■ **Quellenauszug**
/---

Für mich funktioniert auch diese klare Priorisierung auf ein Ziel nicht. Die sind ja auch schon nicht klar. Dadurch funktioniert für mich auch nicht der Schluss, dass man dem nur noch folgen muss, nachdem es festgelegt wurde.
Wahrscheinlich schreiben wir auch aneinander vorbei und du wirst da schon recht haben, es ist ja keine objektiv richtige Lösung, wenn einer im Raum aus einem anderen Standpunkt heraus eine andere Meinung hat. Trotzdem denke ich,dass man, auch als Laie Politik und bestimmte Abläufe bewerten, beurteilen und an den gegebenen Versprechen messen kann, sonst wäre es ja einfach schlechte Politik damit zu verteidigen, dass die Menschen zu dumm sind und keine Ahnung haben,weil keine Experten oder eben Politiker.
Ich denke auch.  ;D Wobei ich auch darauf gar nicht hinaus will. Also, dass Menschen dumm sind und keine Ahnung haben. Natürlich muss der Wähler versuchen Politiker zu bewerten. Ich wollte einfach nur sagen, das es schwer sein kann das zu bewerten und man hinnehmen muss, dass Sachverhalte unheimlich komplex sind.
Nur wie gesagt, nochmal der Fingerzeig, wo wir mit der Diskussion her kamen und auf desen Weg ich immer wieder versuche zurück zu kehren. Es ging um formale Regeländerungen und andere Ansprüche, wie man Politik transparenter und klarer machen kann. Ein detailierterer Koalitionsvertrag wurde besprochen. Ein vordefiniertes (richtiges) Ziel. Eine objektive Bewertung der Resultate. Im Einzelfall ist nicht auzuschließen, dass so etwas gelingen kann. Aber im Detail und der Masse der Entscheidungen, wenn die Entscheidung entsprechend komplex werden und noch Überzeugungen dazu kommen wird es kompliziert.

Du merkst ja selber, dass wir zum Beispiel unterschiedlicher Meinung sind. Was meinst du, was wir für ein Spaß im Hinterzimmer als Politiker hätten uns auf weitreichende Ziele zu einigen. Da stieß es mir eben auf, dass es so klang, dass ja das eine Ziel ideal sein muss - zufällig deins, oder meins?  ;). Wenn da so wäre, müsste ich mich erst gar nicht mit dir ins Hinterzimmer setzen. Und dann müssten wir auch nie wieder über Politik reden. Weil, wo ist dann die Basis auf Zusammenarbeit und Verständnis?

\---

■ **Einträge des Datensatzes**
/---

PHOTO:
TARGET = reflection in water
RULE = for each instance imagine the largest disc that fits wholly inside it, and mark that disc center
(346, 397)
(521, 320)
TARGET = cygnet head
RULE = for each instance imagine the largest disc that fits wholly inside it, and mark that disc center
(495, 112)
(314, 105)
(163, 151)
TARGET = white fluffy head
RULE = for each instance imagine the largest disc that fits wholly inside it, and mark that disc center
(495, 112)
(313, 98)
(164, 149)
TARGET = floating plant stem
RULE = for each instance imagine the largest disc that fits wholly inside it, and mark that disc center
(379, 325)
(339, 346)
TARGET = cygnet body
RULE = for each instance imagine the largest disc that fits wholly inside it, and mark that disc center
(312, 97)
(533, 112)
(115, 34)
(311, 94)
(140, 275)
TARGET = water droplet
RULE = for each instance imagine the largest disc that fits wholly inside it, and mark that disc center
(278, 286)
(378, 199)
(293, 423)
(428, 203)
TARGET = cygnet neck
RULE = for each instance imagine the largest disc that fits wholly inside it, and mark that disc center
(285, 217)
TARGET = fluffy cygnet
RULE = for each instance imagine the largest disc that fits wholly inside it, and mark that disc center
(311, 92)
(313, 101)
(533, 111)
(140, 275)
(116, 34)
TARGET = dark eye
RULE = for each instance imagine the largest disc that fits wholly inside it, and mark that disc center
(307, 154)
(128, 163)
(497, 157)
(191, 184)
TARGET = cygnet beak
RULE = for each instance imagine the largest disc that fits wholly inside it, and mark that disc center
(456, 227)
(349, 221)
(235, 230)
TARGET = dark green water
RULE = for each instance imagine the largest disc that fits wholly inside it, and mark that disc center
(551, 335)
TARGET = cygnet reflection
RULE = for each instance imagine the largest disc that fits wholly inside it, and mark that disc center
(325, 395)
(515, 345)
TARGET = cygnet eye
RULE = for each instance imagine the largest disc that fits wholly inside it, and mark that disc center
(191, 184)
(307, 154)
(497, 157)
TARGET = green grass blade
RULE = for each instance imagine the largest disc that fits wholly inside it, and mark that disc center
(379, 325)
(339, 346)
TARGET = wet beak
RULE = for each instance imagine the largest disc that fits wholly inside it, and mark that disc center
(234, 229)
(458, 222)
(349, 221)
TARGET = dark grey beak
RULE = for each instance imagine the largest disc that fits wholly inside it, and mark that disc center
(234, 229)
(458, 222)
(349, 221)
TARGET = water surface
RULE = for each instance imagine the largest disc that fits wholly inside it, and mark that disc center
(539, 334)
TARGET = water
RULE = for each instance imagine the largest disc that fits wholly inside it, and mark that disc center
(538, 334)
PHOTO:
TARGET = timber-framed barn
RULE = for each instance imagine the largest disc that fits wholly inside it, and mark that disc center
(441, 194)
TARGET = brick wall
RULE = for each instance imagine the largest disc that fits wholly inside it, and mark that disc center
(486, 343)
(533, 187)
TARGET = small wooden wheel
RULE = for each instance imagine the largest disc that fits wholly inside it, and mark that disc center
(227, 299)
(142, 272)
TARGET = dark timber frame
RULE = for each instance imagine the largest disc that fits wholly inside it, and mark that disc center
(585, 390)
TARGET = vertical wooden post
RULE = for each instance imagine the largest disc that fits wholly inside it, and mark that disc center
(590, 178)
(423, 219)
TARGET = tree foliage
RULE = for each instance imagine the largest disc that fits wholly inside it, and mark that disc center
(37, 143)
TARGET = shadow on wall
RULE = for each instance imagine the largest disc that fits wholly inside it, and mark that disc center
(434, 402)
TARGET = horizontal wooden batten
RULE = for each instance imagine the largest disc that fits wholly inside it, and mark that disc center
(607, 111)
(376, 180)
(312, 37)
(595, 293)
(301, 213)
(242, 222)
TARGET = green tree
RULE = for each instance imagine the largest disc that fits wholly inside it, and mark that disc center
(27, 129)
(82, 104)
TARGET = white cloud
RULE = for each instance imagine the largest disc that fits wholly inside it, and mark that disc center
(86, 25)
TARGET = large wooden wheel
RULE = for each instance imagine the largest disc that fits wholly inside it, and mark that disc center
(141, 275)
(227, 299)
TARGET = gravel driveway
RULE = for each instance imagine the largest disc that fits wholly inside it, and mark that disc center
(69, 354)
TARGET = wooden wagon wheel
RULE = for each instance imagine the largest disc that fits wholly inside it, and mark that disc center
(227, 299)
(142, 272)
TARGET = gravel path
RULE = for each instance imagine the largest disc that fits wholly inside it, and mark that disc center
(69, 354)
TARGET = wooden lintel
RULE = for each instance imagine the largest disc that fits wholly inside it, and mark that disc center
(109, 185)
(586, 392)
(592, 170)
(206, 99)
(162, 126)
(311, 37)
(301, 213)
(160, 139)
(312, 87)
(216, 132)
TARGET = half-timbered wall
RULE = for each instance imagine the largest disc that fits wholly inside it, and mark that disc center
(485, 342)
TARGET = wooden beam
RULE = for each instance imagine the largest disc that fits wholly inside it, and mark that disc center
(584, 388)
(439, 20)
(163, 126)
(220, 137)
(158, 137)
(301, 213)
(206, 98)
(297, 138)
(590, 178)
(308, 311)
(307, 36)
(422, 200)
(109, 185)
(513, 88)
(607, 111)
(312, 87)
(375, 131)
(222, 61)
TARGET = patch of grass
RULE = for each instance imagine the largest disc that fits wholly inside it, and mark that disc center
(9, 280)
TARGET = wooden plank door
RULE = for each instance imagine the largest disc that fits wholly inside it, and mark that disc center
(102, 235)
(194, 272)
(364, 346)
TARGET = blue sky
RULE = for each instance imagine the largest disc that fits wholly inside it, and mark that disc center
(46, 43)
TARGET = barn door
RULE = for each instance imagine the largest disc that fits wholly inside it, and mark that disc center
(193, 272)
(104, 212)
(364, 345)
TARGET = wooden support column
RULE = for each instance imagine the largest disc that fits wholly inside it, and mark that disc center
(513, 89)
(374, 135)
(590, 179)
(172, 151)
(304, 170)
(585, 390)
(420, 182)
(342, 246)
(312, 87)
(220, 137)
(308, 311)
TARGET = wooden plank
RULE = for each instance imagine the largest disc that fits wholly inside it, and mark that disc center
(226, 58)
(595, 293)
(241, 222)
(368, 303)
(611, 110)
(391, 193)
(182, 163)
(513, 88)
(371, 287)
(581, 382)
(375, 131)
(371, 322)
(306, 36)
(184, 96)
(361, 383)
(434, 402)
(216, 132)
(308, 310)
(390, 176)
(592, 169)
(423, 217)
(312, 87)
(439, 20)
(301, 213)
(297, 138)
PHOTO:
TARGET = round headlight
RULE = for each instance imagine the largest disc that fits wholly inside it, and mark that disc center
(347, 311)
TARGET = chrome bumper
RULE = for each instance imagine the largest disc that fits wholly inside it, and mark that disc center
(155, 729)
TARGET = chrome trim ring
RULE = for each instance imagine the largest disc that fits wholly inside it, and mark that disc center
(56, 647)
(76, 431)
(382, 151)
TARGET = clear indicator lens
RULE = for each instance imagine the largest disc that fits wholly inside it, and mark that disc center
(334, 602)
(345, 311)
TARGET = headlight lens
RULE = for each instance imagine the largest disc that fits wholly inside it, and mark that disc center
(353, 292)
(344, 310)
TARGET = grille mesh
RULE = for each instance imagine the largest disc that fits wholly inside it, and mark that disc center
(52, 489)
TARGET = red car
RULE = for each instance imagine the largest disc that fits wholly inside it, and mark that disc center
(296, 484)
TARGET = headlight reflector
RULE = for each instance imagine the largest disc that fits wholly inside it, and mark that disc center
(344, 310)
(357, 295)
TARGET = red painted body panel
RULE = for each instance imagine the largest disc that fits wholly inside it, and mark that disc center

\---

■ **Ziel der Aufgabe**
Gib den Quellenauszug von „Du merkst ja“ bis „Zusammenarbeit und Verständnis?“ wortgetreu wieder. Stütze dich dabei ausschließlich auf den Quellenauszug.

■ **Lösung der Aufgabe**
Du merkst ja selber, dass wir zum Beispiel unterschiedlicher Meinung sind. Was meinst du, was wir für ein Spaß im Hinterzimmer als Politiker hätten uns auf weitreichende Ziele zu einigen. Da stieß es mir eben auf, dass es so klang, dass ja das eine Ziel ideal sein muss - zufällig deins, oder meins?  ;). Wenn da so wäre, müsste ich mich erst gar nicht mit dir ins Hinterzimmer setzen. Und dann müssten wir auch nie wieder über Politik reden. Weil, wo ist dann die Basis auf Zusammenarbeit und Verständnis?